Copy out each of the rows below word for word, omitting the pictures.

# EXCERPTED DATA
----
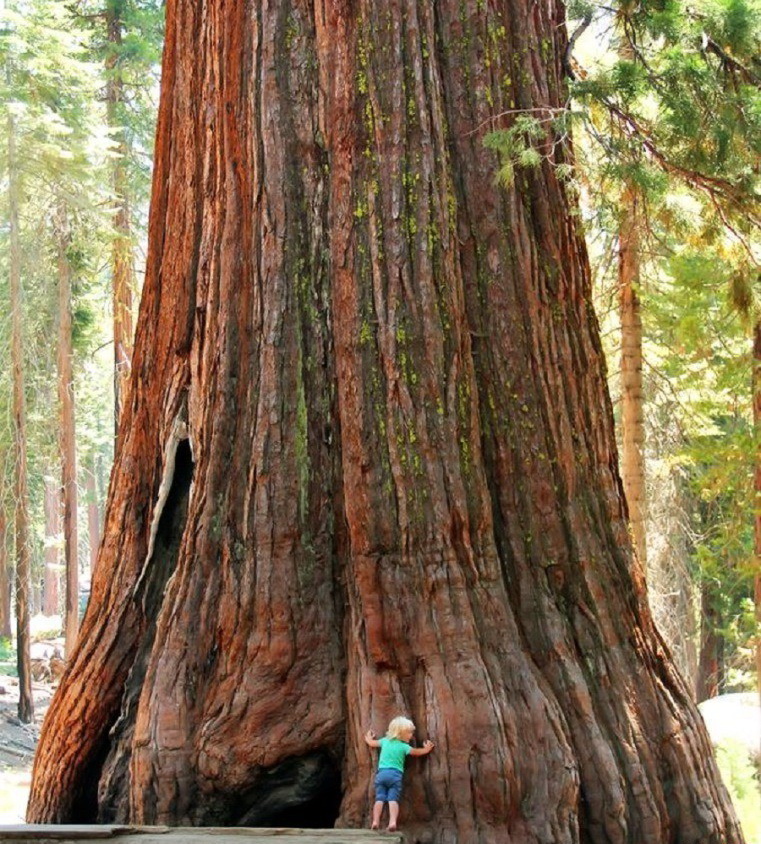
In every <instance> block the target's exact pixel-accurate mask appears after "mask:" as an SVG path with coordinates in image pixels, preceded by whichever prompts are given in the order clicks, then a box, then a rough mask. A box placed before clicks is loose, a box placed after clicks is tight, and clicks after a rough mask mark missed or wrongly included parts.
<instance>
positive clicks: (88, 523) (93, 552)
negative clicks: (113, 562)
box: [85, 458, 100, 577]
mask: <svg viewBox="0 0 761 844" xmlns="http://www.w3.org/2000/svg"><path fill="white" fill-rule="evenodd" d="M95 471H96V470H95V458H93V461H92V466H90V468H89V469H88V470H87V473H86V475H85V484H86V490H87V532H88V539H89V543H90V577H92V573H93V572H94V571H95V563H96V562H97V560H98V548H100V507H99V506H98V482H97V479H96V476H95Z"/></svg>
----
# WRITTEN ANSWER
In every <instance> block the target's exact pixel-accurate mask appears after "mask:" as an SVG path with coordinates in image pixels, preceded by whichever prompts are given in the order clicks, then a box, then a rough mask. A box placed before clicks is loose, a box placed after clicks is tight, and clicks after a rough mask mark missed or wrongly included parts.
<instance>
positive clicks: (88, 523) (93, 552)
negative clicks: (113, 562)
box: [85, 458, 100, 577]
mask: <svg viewBox="0 0 761 844" xmlns="http://www.w3.org/2000/svg"><path fill="white" fill-rule="evenodd" d="M95 471H96V470H95V458H93V461H92V466H90V468H89V469H88V470H87V473H86V475H85V484H86V490H87V532H88V539H89V543H90V577H92V573H93V572H94V571H95V563H96V562H97V560H98V548H100V507H99V506H98V482H97V479H96V476H95Z"/></svg>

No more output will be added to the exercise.